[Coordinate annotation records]
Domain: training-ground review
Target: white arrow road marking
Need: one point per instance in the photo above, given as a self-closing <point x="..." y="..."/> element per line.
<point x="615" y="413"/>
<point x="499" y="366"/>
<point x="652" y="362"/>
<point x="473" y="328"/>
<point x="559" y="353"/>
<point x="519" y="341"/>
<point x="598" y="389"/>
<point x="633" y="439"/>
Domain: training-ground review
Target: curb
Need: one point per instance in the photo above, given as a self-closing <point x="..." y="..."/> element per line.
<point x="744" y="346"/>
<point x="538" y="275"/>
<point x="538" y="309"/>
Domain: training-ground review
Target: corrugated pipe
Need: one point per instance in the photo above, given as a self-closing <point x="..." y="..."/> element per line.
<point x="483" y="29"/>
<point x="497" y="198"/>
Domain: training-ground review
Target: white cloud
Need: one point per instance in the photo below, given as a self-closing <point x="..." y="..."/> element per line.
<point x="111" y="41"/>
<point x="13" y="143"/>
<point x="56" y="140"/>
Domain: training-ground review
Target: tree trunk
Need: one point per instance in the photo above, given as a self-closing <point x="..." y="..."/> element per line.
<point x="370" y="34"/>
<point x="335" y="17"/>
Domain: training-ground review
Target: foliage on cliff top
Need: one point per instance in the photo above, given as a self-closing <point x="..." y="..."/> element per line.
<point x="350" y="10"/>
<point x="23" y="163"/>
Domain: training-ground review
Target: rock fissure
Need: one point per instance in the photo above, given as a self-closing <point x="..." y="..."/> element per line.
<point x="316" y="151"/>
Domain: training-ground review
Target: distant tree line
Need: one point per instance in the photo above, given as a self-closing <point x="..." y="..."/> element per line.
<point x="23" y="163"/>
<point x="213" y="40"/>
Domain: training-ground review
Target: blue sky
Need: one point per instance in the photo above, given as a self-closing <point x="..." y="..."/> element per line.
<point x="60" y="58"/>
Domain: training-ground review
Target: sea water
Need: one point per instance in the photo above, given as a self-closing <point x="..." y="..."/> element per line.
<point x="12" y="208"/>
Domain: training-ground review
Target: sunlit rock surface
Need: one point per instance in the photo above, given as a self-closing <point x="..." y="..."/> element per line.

TO DO: Copy the material above, line for line.

SOLUTION TO THIS EXERCISE:
Domain: training-ground review
Target: white arrow road marking
Need: one point per instance in the photo above, given as a self-closing <point x="..." y="..."/> element per line.
<point x="615" y="413"/>
<point x="499" y="366"/>
<point x="652" y="362"/>
<point x="473" y="328"/>
<point x="559" y="353"/>
<point x="519" y="341"/>
<point x="598" y="389"/>
<point x="633" y="439"/>
Domain: training-ground review
Target: curb
Need: one point per instance in the photo above, given as a self-closing <point x="..." y="..."/> element per line.
<point x="744" y="346"/>
<point x="538" y="275"/>
<point x="538" y="309"/>
Domain: training-ground review
Target: corrugated pipe
Need: one point per instance in the photo above, given as a self-closing <point x="..." y="..."/> element per line.
<point x="483" y="29"/>
<point x="497" y="198"/>
Domain: training-ground review
Target: white cloud
Need: one point per instance in the photo below, given as a self-closing <point x="..." y="..."/> element per line.
<point x="111" y="41"/>
<point x="13" y="143"/>
<point x="56" y="140"/>
Domain: training-ground review
Target: tree trunk
Need: one point per instance in the photo above, given as a self-closing <point x="..." y="..."/> element per line.
<point x="370" y="34"/>
<point x="335" y="17"/>
Domain: training-ground review
Target: foliage on cliff top
Need: one point per instance in the photo above, given as a self-closing <point x="..." y="..."/> element per line.
<point x="350" y="10"/>
<point x="23" y="163"/>
Domain: training-ground review
Target: rock fissure
Need: one point per instance in the photo above, given as a self-closing <point x="..." y="..."/> element per line.
<point x="316" y="151"/>
Domain: training-ground review
Target: distant tree line
Need: one point per instance in the photo above, given as a self-closing <point x="..." y="..."/> element per line.
<point x="23" y="163"/>
<point x="213" y="40"/>
Domain: training-ground review
Target: blue sky
Need: one point per instance in the photo above, given as a self-closing <point x="..." y="..."/> element per line.
<point x="60" y="58"/>
Domain: training-ground review
Target: sea water
Need: one point per instance in the photo above, given as a self-closing <point x="..." y="..."/> element per line.
<point x="12" y="208"/>
Domain: training-ground review
Target: sunlit rock surface
Need: one point per instance in the photo above, given as a self-closing <point x="..." y="..."/> element per line.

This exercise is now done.